Records for the task
___

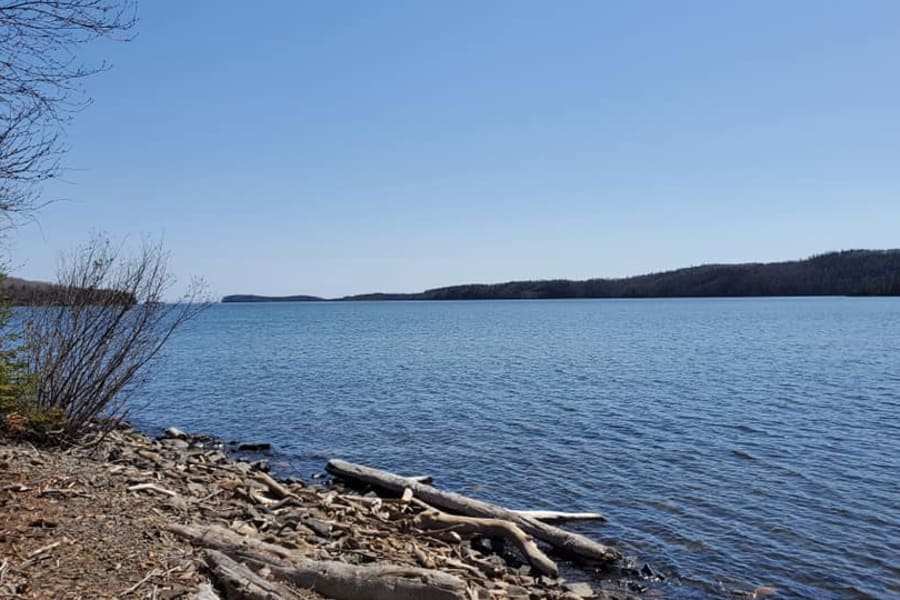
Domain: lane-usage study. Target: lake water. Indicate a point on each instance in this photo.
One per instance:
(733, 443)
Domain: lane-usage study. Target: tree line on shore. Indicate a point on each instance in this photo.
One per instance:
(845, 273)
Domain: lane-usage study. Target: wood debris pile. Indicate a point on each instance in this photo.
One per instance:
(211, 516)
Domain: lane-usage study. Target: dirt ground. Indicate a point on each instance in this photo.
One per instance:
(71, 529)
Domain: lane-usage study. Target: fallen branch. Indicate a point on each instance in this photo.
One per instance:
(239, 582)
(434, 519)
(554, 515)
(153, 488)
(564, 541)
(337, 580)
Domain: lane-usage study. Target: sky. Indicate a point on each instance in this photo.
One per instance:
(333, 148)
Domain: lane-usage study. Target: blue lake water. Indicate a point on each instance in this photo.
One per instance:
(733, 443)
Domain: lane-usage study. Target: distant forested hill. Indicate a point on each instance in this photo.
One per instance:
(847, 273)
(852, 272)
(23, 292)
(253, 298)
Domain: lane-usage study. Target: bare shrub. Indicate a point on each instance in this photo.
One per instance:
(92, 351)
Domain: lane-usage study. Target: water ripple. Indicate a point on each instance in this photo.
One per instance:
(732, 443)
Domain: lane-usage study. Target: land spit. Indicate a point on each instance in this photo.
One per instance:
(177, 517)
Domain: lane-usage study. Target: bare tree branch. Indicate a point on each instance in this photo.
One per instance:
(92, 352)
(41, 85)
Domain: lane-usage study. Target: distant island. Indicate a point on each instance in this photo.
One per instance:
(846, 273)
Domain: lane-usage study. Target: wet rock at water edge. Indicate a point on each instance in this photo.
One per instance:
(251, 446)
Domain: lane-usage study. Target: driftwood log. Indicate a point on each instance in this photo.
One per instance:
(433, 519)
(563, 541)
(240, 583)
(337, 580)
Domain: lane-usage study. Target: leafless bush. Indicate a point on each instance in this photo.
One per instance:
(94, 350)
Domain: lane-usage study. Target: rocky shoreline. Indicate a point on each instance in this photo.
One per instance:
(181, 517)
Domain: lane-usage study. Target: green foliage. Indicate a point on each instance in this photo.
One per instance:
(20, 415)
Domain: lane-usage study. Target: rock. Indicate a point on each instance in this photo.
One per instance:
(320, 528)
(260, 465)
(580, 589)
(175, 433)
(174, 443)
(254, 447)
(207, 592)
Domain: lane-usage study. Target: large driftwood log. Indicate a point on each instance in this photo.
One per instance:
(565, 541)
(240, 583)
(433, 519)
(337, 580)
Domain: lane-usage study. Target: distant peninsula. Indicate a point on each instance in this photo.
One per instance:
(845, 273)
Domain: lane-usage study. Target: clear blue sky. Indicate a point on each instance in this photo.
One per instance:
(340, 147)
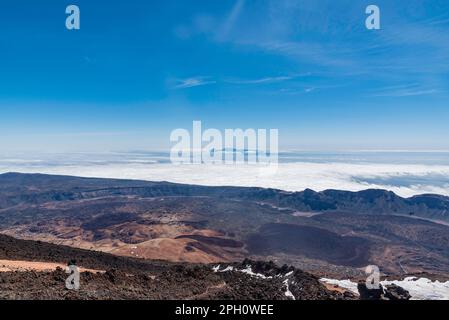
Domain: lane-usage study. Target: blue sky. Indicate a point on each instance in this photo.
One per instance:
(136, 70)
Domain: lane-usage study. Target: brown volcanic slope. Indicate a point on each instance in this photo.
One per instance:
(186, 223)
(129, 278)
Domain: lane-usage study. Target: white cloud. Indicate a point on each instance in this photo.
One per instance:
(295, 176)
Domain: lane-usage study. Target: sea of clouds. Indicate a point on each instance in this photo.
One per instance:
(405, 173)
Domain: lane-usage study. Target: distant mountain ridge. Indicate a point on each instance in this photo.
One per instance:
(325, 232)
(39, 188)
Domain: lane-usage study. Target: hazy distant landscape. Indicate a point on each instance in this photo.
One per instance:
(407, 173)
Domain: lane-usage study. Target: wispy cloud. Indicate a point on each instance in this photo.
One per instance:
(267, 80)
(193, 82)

___

Instructions for the task
With the line containing "Domain: lane-usage study. Target: sea" as the first and the last line of the records as the final one, print exactly the lines in that span.

Result of this task
Domain: lane-usage study. Target: sea of clouds. Indicate a point on each instance in this photo.
One per instance:
(405, 173)
Domain: lane-usage study. Target: distant mountain ridge. Indicate a point on each instance in this photo.
One per instance:
(325, 232)
(39, 188)
Domain: lane-usage study. Target: hazy distant landscape. Indicate a point on each instance in this photo.
One per instance:
(407, 173)
Domain: lane-usage study. Target: wispy cloud. Indicate a point on each instance in this photo.
One per instance:
(267, 80)
(193, 82)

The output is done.